[Records of labeled points]
* * * *
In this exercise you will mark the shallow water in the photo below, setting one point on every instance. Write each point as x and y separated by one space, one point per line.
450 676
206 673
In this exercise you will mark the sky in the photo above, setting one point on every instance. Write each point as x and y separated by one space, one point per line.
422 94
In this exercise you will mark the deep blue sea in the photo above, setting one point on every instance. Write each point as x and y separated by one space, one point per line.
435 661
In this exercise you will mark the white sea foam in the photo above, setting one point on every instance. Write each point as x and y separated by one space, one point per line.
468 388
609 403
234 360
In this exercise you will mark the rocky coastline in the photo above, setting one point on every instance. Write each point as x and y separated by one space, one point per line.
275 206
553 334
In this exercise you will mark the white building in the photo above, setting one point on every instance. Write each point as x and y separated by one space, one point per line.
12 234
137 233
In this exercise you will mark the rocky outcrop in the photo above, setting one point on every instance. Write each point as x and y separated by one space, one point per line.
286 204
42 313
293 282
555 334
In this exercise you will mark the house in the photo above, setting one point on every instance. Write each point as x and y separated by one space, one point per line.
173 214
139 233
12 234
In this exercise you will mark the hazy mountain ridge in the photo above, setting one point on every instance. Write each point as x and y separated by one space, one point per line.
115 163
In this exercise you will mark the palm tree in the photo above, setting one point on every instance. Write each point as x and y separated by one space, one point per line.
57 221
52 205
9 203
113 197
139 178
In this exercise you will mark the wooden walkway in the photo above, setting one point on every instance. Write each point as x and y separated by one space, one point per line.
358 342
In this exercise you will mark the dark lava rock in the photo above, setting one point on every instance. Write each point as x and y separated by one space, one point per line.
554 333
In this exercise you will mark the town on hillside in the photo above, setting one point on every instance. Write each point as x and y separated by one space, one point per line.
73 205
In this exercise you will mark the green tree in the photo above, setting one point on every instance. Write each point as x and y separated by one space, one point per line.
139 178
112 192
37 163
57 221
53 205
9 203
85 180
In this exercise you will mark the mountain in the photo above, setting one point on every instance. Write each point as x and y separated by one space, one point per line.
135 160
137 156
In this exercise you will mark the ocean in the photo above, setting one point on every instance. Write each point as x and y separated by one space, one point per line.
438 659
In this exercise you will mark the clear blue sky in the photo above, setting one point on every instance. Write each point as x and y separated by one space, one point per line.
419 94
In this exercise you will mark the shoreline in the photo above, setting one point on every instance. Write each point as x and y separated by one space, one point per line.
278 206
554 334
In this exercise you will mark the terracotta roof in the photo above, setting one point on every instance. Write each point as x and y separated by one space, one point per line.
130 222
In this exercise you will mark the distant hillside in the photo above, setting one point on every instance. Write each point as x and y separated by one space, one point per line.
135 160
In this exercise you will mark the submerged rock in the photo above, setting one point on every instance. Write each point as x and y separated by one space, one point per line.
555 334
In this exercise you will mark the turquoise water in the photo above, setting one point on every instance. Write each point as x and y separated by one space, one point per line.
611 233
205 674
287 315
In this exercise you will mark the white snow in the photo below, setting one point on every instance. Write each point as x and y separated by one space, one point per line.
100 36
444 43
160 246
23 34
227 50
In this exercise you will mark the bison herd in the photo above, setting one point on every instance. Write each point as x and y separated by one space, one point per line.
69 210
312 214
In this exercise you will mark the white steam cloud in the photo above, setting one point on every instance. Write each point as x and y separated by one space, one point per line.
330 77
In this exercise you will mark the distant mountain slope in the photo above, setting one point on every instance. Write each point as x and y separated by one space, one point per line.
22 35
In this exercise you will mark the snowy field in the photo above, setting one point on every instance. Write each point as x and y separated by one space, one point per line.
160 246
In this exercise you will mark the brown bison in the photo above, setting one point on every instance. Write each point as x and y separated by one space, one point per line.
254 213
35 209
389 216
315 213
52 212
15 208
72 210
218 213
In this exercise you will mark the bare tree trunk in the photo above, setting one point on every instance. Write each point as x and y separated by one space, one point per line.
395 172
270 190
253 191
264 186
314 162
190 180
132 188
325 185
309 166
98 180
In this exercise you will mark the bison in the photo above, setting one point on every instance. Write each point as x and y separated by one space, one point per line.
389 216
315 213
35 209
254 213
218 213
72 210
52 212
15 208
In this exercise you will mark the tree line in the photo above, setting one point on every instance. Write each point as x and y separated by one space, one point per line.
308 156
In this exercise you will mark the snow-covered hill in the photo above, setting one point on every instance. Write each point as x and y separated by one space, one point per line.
* * * *
* Short task
Put every one of the lines above into a Markdown table with two columns, n for the row number and Line for the line itself. Leave out any blank lines.

* Response to this exercise
| n | Line |
|---|---|
| 1 | In this exercise you will mark the shallow water in the photo below, setting one point on every instance. Write each point as x and y separated by one space, one point per line. |
| 2 | 450 676 |
| 3 | 206 673 |
| 4 | In this exercise you will mark the sky in the photo above, setting one point on every instance. Write each point as x and y separated by one space, one point per line. |
| 5 | 422 94 |
| 6 | In this exercise you will mark the deep blue sea in the photo above, setting one point on every instance. Write each point as x and y separated by one space, one point per line. |
| 7 | 435 661 |
| 8 | In this exercise you will mark the white sea foam in the photo above, setting one point on every instance. Write each point as x and y separated by one space, one point per line. |
| 9 | 468 388 |
| 10 | 609 403 |
| 11 | 234 360 |
| 12 | In this exercise you will mark the rocky coastline in the photo above, setting one point on every instance. Write each point as x and y separated by one space, one point per line. |
| 13 | 275 206 |
| 14 | 553 334 |
| 15 | In this exercise you will mark the white building in the photo above, setting one point on every instance. Write each point as x and y separated by one space, one point per line. |
| 16 | 12 234 |
| 17 | 137 233 |
| 18 | In this exercise you will mark the rocky outcrop in the photo above, setting one point on every instance. Write each point as x and y separated by one space, one point per line. |
| 19 | 286 204 |
| 20 | 42 313 |
| 21 | 293 282 |
| 22 | 555 334 |
| 23 | In this exercise you will mark the house in the photo above, setting one point on every instance. Write each point as x and y separated by one space, one point per line. |
| 24 | 173 214 |
| 25 | 139 233 |
| 26 | 12 234 |
| 27 | In this exercise you will mark the hazy mountain ridge in the photo above, setting one point on every instance. Write each point as x and y separated by one space, one point per line. |
| 28 | 115 163 |
| 29 | In this exercise you will mark the palm tree in the photo above, setting one point on every instance. Write each point as x and y separated by one space, one point per line. |
| 30 | 57 221 |
| 31 | 52 205 |
| 32 | 9 203 |
| 33 | 113 197 |
| 34 | 139 178 |
| 35 | In this exercise you will mark the wooden walkway in the photo above, setting one point on every instance. Write each point as x and y separated by one space, one point per line. |
| 36 | 358 342 |
| 37 | In this exercise you will mark the dark lava rock in the photo above, setting one point on every instance. Write each point as x and y separated by one space, one point per line. |
| 38 | 554 333 |
| 39 | In this exercise you will mark the town on hillside in the photo above, setting one point on every instance. Write each point as x and y separated by one space, one point per line. |
| 40 | 73 205 |
| 41 | In this exercise you will mark the green tree in the photo above, setting one point on every instance. Write each point as x and y separated by one space, one point per line. |
| 42 | 139 178 |
| 43 | 112 192 |
| 44 | 37 163 |
| 45 | 57 221 |
| 46 | 53 205 |
| 47 | 9 203 |
| 48 | 85 180 |
| 49 | In this exercise you will mark the mountain in the photo above, setting one point on every instance. Write each point as x and y separated by one space, one point per line. |
| 50 | 135 160 |
| 51 | 137 156 |
| 52 | In this exercise you will mark the ocean in the photo above, setting one point on every instance. Write each point as x and y separated by one space, one point per line. |
| 53 | 438 659 |
| 54 | In this exercise you will mark the clear blue sky in the photo above, setting one point on every instance. Write each point as x and y separated by one space, one point per line. |
| 55 | 419 94 |
| 56 | In this exercise you will mark the shoreline in the photo above, setting one point on every instance. Write each point as x and y separated by one space, one point per line. |
| 57 | 278 206 |
| 58 | 554 334 |
| 59 | In this exercise you will mark the terracotta roof in the photo above, setting one point on every instance. Write each point as x and y separated by one space, one point per line. |
| 60 | 130 222 |
| 61 | In this exercise you will mark the distant hillside in the photo above, setting one point on every instance. Write each point as x and y separated by one space, one point per line. |
| 62 | 135 160 |
| 63 | In this exercise you will mark the submerged rock in the photo above, setting one point on every instance. Write each point as x and y separated by one space, one point per line. |
| 64 | 555 334 |
| 65 | In this exercise you will mark the turquoise water in the photo above, setting one point on every instance. Write each point as x and y separated by one space, one point per line. |
| 66 | 611 233 |
| 67 | 205 674 |
| 68 | 287 315 |
| 69 | In this exercise you will mark the white snow in the photo below, setting one point on every instance. Write each point as x and y separated by one space, one point per line. |
| 70 | 100 36 |
| 71 | 444 43 |
| 72 | 160 246 |
| 73 | 23 34 |
| 74 | 227 50 |
| 75 | In this exercise you will mark the bison herd in the photo above, setting one point on every instance. Write each point as x and y separated by one space, one point per line. |
| 76 | 69 210 |
| 77 | 312 214 |
| 78 | In this exercise you will mark the white steam cloud in the photo above, setting one point on every instance. Write each point as x and y separated by one space, one point per line. |
| 79 | 330 77 |
| 80 | In this exercise you will mark the distant mountain slope in the photo above, setting one point on every instance. Write each point as x and y separated by one space, one point per line. |
| 81 | 22 35 |
| 82 | In this exercise you will mark the snowy field in the photo above, setting one point on every instance. Write each point as x and y separated by one space, one point per line. |
| 83 | 160 246 |
| 84 | In this exercise you will mark the brown bison in the photo above, setting one point on every instance. Write each point as x and y separated by one space, one point per line. |
| 85 | 254 213 |
| 86 | 35 209 |
| 87 | 389 216 |
| 88 | 315 213 |
| 89 | 52 212 |
| 90 | 15 208 |
| 91 | 72 210 |
| 92 | 218 213 |
| 93 | In this exercise you will mark the bare tree trunk in the photo above, setting one point on every instance. Write each point as x and y separated by one space, one point per line. |
| 94 | 395 172 |
| 95 | 270 190 |
| 96 | 253 191 |
| 97 | 264 186 |
| 98 | 314 162 |
| 99 | 190 180 |
| 100 | 132 188 |
| 101 | 325 185 |
| 102 | 309 166 |
| 103 | 98 180 |
| 104 | In this exercise you will mark the bison in the photo above, setting one point on every instance. Write each point as x and y separated by one space, one point per line. |
| 105 | 389 216 |
| 106 | 315 213 |
| 107 | 35 209 |
| 108 | 254 213 |
| 109 | 218 213 |
| 110 | 72 210 |
| 111 | 52 212 |
| 112 | 15 208 |
| 113 | In this exercise you will mark the tree line in the photo above, setting one point on every instance. Write each point as x and y separated by one space, one point per line. |
| 114 | 308 156 |
| 115 | In this exercise you will mark the snow-covered hill in the photo above, setting one point on every instance. Write each point as x and y separated by one space, one point per line. |